Problem to solve: Reproduce the rewilding text word for word, from "They look a" down to "come from, Tanith!".

Reading text:
◇ ◇ ◇ ◇ ◇ ◇ ◇
Imagine my astonishment when I read that the first two initiatives in the press release were those childhood playgrounds of mine.
‘Yeading Brook Unbound’ aimed to ‘re-wiggle’ the eponymous stream of the Streamside park to benefit wildlife and reduce flood risk.
And ‘Bringing Beavers Back to Ealing’ was going to restore a key-stone species to London after 400 years.
The beavers return
The location for the latter was the optimistically named ‘Paradise Fields’ sandwiched between a busy ‘A’ road and a McDonalds car park just a couple of hundred yards from my first childhood home.
A family of translocated Scottish beavers plus a mature female were re-introduced that winter. A year on there is a sighting of a kit, as a baby beaver is called. So it looks like that project is going swimmingly (excuse the pun).
Of course when I was young I had no sense that either of these playgrounds were degraded and in need of help in any sense.
Looking at old photos from back then, knowing what I know now, those two landscapes can’t be described as pristine. Their banks look denuded and I don’t remember seeing anyone trying their luck at fishing.
In recent months I have gone back to visit both, to see what had happened to those landscapes nature of my youth. It was clear that the Mayor’s money had started to make a difference.
The Ealing beaver project is managed by Ealing Wildlife Group and the inspirational Sean McCormack.
I bumped into him by chance when I took my mother to Ealing Hospital for one of her last visits there before she died in 2023.
Her cognitive decline was marked at this point but Sean was very kind and patient with her explaining to her about the peregrine falcons screeching across the hospital car park.
The goalkeeper’s return
When I returned to Streamside, the scene of epic goalkeeping displays as a boy, it was clear that this was a rewilding project that was going to take longer to come to fruition.
Some important clearing of some of the non-native invasive species like Japanese knotweed and cherry laurel had taken place.
That was creating light above the Yeading Brook to let wildlife back in.
However, putting a wiggle back into the river was going to take much longer.
The concrete banks were still holding back access to the water for wildlife.
And wetland creation would have to wait until the watercourse could make its own decision about where it wanted to go.
Time to let go
In both places the fact that local communities many decades later have devoted thousands of hours of their free time to making them better for nature, is something I find curiously satisfying and nostalgic at the same time.
I can mentally photoshop in those early images from my childhood memories and retrospectively fill them with the kingfishers, reed warblers and cute-looking beavers that are there now.
But Streamside and Paradise Fields are owned by their communities now, not by me. I will continue to quietly visit both projects to see how they are getting on.
They look a lot smaller than they did when I was a small person as everything does.
But the magic of those memories will only grow as these places re-wild themselves with a nudge from the wonderful committed locals helping them along.
Beavers are still contentious creatures on our crowded urbanised island.
They can be released into the wild (under licence) in Wales and Scotland. But in England they still have to be kept in an enclosure. To be honest for the Ealing site that is probably for the best for now whilst they get used to what's around them as they are hemmed in by a major road and a commercial centre.
I imagine that's not an issue where you come from, Tanith!
Oh, that's wonderful news. Weirdly, beavers have been consistently popping up around me this fall. Like Earth Hope's article about the Yosemites, or coming up in my own research on wildlife ponds. And I was just reading the children's book Rewilding: Bringing Wildlife Back Where It Belongs for another project of mine that talked about introducing beavers back to England (although I don't think it was for this particular project... I'll have to check).
◇ ◇ ◇ ◇ ◇ ◇ ◇
Data supplied:
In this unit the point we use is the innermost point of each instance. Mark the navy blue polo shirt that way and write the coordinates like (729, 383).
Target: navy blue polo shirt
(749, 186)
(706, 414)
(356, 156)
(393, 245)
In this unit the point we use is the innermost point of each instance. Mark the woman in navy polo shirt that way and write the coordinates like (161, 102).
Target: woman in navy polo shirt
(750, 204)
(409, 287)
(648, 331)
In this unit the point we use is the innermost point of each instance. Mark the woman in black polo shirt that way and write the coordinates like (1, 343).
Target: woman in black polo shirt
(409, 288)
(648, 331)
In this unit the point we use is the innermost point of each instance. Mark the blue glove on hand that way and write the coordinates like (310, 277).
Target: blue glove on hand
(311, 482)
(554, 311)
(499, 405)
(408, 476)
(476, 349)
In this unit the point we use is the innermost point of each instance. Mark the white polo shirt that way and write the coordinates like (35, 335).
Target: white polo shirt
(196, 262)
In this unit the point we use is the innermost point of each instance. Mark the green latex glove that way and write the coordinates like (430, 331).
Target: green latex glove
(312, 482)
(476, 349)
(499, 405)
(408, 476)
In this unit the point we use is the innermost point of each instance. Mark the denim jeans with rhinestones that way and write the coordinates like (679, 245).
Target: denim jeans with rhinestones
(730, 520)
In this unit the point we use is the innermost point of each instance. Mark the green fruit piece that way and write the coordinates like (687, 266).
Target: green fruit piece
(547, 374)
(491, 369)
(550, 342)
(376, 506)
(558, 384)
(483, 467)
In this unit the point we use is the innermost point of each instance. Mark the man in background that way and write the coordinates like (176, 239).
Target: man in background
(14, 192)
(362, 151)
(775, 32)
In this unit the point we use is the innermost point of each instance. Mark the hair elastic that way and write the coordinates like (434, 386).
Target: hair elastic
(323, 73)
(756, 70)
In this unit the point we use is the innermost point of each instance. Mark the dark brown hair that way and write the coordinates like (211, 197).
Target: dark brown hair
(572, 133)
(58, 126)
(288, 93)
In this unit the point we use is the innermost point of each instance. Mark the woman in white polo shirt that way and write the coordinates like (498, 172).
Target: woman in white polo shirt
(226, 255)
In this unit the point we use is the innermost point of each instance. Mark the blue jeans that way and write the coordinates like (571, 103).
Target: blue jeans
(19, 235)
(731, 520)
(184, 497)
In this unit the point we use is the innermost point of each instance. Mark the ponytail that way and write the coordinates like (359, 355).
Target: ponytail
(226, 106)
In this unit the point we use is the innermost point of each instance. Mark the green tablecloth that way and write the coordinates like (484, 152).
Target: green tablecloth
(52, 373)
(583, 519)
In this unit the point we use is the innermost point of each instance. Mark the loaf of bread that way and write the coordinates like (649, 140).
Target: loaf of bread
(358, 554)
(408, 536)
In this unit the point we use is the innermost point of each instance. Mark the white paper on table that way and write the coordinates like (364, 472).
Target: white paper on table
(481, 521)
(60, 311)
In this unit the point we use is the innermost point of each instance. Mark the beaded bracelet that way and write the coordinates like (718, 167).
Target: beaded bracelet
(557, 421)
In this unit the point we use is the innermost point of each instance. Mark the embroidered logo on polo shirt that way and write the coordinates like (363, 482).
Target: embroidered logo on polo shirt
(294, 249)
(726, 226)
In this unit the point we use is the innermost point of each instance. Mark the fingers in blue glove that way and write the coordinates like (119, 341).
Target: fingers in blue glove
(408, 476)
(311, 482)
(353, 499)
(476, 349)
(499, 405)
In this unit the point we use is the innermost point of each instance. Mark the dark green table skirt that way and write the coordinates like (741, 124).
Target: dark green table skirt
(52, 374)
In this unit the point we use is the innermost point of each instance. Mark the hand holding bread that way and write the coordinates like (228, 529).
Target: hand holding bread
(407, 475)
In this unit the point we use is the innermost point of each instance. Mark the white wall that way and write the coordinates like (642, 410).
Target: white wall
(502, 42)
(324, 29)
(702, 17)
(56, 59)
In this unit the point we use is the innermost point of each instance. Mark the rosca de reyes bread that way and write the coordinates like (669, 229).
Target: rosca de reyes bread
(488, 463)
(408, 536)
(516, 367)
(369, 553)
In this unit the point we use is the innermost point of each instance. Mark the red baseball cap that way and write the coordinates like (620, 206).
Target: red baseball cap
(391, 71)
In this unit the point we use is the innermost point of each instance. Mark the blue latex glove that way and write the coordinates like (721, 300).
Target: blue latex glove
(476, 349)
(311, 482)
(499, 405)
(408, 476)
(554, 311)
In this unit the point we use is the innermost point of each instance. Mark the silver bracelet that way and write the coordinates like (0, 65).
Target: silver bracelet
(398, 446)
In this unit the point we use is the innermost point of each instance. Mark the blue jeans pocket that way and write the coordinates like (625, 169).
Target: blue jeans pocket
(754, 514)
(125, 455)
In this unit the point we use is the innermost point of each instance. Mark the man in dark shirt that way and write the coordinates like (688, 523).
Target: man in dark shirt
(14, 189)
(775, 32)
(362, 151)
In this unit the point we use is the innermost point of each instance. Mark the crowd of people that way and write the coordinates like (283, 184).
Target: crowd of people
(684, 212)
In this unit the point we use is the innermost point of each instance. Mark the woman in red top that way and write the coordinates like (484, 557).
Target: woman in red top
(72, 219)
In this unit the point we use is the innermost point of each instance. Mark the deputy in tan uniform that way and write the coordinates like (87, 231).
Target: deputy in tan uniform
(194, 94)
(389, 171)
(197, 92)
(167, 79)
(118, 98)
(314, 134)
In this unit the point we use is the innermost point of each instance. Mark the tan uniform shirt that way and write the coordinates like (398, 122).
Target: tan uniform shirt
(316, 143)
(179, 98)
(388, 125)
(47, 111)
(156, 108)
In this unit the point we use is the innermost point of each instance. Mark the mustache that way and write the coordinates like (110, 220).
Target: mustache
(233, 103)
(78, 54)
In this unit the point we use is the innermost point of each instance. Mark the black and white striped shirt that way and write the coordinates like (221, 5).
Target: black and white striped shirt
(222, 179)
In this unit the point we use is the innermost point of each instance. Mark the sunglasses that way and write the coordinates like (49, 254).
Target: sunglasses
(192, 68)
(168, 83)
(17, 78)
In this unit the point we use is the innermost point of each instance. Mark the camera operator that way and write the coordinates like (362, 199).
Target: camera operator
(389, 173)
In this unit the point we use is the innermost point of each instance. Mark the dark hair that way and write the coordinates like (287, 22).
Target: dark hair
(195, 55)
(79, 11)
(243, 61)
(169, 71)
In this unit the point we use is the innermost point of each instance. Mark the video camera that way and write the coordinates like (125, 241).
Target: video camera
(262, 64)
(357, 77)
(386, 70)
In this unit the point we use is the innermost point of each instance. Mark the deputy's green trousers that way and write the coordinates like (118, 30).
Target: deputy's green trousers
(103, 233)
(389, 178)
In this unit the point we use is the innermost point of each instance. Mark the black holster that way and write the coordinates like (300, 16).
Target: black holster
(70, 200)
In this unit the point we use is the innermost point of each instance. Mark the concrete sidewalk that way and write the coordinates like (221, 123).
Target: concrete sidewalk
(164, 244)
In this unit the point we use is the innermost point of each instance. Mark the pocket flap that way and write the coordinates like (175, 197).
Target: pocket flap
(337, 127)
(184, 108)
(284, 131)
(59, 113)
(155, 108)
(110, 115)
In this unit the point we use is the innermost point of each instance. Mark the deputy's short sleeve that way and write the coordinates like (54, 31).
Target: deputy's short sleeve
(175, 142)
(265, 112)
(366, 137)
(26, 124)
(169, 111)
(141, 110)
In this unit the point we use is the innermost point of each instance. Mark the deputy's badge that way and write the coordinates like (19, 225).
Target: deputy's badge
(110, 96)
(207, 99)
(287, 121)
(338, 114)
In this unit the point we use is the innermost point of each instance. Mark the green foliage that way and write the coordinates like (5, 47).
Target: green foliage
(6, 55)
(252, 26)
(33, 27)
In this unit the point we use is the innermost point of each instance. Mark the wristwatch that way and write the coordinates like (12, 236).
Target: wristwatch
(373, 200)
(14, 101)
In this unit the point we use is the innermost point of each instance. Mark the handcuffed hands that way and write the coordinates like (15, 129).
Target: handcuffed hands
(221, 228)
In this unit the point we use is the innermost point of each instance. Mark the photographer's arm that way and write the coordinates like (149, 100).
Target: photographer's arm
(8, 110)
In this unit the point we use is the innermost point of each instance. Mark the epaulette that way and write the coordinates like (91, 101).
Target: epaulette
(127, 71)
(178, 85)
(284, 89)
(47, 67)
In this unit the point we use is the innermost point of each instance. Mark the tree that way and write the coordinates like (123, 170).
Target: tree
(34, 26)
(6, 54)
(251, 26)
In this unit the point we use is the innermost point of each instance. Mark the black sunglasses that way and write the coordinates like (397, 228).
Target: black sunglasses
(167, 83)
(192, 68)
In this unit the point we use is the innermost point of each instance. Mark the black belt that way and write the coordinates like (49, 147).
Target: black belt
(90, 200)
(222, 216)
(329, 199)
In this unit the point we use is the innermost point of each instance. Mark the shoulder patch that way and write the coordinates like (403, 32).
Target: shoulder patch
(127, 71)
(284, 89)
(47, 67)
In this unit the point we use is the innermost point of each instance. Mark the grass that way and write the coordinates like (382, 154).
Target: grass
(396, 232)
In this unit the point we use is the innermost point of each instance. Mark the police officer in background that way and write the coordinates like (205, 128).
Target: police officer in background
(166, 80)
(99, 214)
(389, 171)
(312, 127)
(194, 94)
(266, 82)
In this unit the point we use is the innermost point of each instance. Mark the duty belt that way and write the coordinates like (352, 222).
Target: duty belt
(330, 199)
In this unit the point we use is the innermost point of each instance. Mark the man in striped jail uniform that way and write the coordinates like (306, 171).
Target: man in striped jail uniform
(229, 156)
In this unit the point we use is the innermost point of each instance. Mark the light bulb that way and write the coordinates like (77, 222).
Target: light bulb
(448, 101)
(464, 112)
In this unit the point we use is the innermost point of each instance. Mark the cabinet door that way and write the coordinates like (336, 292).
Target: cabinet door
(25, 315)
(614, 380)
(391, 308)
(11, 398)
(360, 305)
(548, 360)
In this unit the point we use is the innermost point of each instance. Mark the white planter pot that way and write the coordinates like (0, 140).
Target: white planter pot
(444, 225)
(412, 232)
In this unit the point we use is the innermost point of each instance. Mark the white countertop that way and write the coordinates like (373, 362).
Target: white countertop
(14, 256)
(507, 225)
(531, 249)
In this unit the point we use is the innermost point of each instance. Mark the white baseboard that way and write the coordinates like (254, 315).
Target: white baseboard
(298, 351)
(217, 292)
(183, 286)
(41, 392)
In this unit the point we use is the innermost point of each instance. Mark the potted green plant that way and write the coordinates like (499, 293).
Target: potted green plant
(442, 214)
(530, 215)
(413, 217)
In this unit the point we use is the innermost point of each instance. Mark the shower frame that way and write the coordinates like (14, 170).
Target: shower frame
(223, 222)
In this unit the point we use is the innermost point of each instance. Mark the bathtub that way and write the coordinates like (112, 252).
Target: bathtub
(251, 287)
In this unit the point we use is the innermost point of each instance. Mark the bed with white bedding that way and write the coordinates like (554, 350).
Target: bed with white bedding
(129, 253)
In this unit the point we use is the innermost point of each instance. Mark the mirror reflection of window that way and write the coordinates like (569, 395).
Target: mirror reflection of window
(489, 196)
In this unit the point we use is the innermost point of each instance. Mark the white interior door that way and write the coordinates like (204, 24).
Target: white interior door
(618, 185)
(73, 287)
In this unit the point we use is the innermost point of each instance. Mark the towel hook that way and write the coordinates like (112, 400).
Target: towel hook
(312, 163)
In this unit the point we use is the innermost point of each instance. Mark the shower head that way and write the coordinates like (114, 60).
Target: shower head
◇ ◇ ◇ ◇ ◇ ◇ ◇
Your response:
They look a lot smaller than they did when I was a small person as everything does.
But the magic of those memories will only grow as these places re-wild themselves with a nudge from the wonderful committed locals helping them along.
Beavers are still contentious creatures on our crowded urbanised island.
They can be released into the wild (under licence) in Wales and Scotland. But in England they still have to be kept in an enclosure. To be honest for the Ealing site that is probably for the best for now whilst they get used to what's around them as they are hemmed in by a major road and a commercial centre.
I imagine that's not an issue where you come from, Tanith!